Get with the relevant managers. Make sure you are taking care
of all these issues, and that is the Tuesday call.
Chairman Collins. Senator Lieberman.
Senator Lieberman. Thanks, Madam Chairman.
Mr. Secretary, in my opening statement I said that
according to the law, you were the lead Federal official in
charge of preparation for and response to disasters, and
obviously you were both a distinguished lawyer and a
distinguished judge before you assumed this position, so I
appreciate the fact that you said in your opening statement
that you understand that you are the prime Federal official
that has that responsibility and that you accept the
accountability for it.
Very briefly, pursuant to the Homeland Security Act,
President Bush issued Homeland Security Presidential Directive
5 in February 2003, which said that the Secretary of Homeland
Security is the Principal Federal Official for domestic
incident management responsible for coordinating Federal
operations within the United States to prepare for, respond to,
and recover from terrorist attacks, major disasters, and other
emergencies.
And then the National Response Plan issued in January 2005,
an update of the previous Federal Response Plan, among its
changes made one very significant change, and that was to take
FEMA out of the lead position in disaster management and give
it to the Secretary of the Department of Homeland Security.
That is a very strong legal premise for your
accountability, and I want to just make sure I understood that
though you accepted responsibility, at one point you said,
honestly, I am not a hurricane operator, and that is why in
some sense I gather you are saying you deferred to others.
Nonetheless, I assume, pursuant to the laws that I have
described, you accept ultimate responsibility.
Secretary Chertoff. I want to be completely clear. Not only
do I accept responsibility in a legal sense, I took seriously
my responsibility to make sure things were operating properly.

-----

**EXERCISE OBJECTIVE**
Copy the stretch of the hearing transcript from "That is a very" through "accept ultimate responsibility.", swapping "hurricane operator" for "storm specialist". The lines after the hearing transcript are separate material.

**PROVIDED DATA**
-----

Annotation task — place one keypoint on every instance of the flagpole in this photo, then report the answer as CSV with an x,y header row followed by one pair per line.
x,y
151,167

-----

**RESULT OF THE TASK**
That is a very strong legal premise for your
accountability, and I want to just make sure I understood that
though you accepted responsibility, at one point you said,
honestly, I am not a storm specialist, and that is why in
some sense I gather you are saying you deferred to others.
Nonetheless, I assume, pursuant to the laws that I have
described, you accept ultimate responsibility.